#### Information supplied
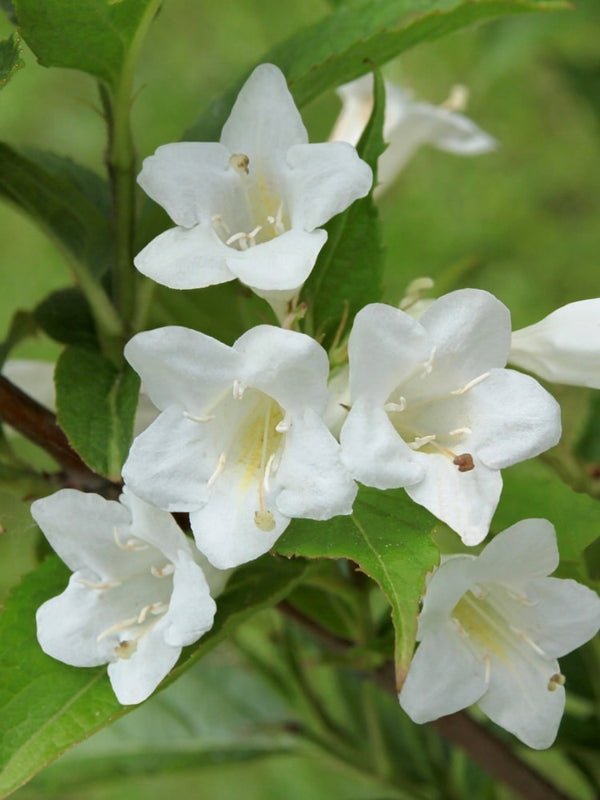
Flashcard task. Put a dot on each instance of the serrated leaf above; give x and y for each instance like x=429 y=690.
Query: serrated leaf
x=532 y=489
x=95 y=36
x=10 y=58
x=44 y=188
x=349 y=270
x=96 y=405
x=361 y=35
x=66 y=317
x=46 y=706
x=389 y=537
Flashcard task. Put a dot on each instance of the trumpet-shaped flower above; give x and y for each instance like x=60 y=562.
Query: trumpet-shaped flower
x=240 y=443
x=434 y=411
x=564 y=347
x=408 y=124
x=491 y=629
x=137 y=594
x=252 y=205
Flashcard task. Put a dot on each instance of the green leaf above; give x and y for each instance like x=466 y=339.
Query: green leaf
x=349 y=270
x=46 y=706
x=358 y=36
x=532 y=489
x=389 y=537
x=10 y=58
x=96 y=405
x=66 y=317
x=95 y=36
x=45 y=189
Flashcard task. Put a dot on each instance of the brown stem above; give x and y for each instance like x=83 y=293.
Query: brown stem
x=38 y=424
x=480 y=744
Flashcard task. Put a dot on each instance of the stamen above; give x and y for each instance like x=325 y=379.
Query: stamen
x=395 y=407
x=555 y=681
x=219 y=469
x=240 y=163
x=471 y=384
x=163 y=572
x=130 y=544
x=195 y=418
x=102 y=585
x=238 y=389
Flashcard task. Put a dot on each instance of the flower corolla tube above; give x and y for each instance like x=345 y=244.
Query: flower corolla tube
x=250 y=206
x=240 y=444
x=490 y=631
x=137 y=594
x=433 y=409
########
- **Given task**
Rewrite every line of the material above, substituting "Labeling task" for each occurrence of "Flashcard task" and keeping everything else the same. Omit the pictures.

- **Written solution**
Labeling task. Put a dot on each instance of the serrated leaf above; give x and y for each instance like x=429 y=690.
Query: serrated leaf
x=532 y=489
x=95 y=36
x=10 y=58
x=44 y=188
x=349 y=270
x=96 y=405
x=361 y=35
x=66 y=317
x=46 y=706
x=389 y=537
Labeling task. Put a dot on each instance of the trumpet-shaped flower above; give x and y for each instance like x=60 y=562.
Query: trumpet-shaped flower
x=240 y=443
x=434 y=411
x=564 y=347
x=408 y=124
x=491 y=629
x=137 y=594
x=252 y=205
Labeling task. Put a dot on each instance of the green leaf above; give x and y for each instance like x=466 y=339.
Query: green leaf
x=349 y=270
x=46 y=706
x=358 y=36
x=532 y=489
x=389 y=537
x=10 y=58
x=96 y=405
x=66 y=317
x=95 y=36
x=45 y=189
Labeling task. Put a dot on each instance of the brown stem above; give x and y for each instance like x=83 y=293.
Query: brown stem
x=38 y=424
x=480 y=744
Labeling task. Put a dot on each instance of the stamen above; give x and y for each instance like x=325 y=379.
Query: stamen
x=395 y=407
x=555 y=681
x=219 y=469
x=240 y=163
x=471 y=384
x=163 y=572
x=130 y=544
x=195 y=418
x=102 y=585
x=238 y=389
Labeling task. Put a dot on each instance of the flower corolla tube above; give x and y for each instance like x=345 y=244.
Query: flower corolla tube
x=250 y=206
x=240 y=444
x=490 y=631
x=137 y=594
x=433 y=409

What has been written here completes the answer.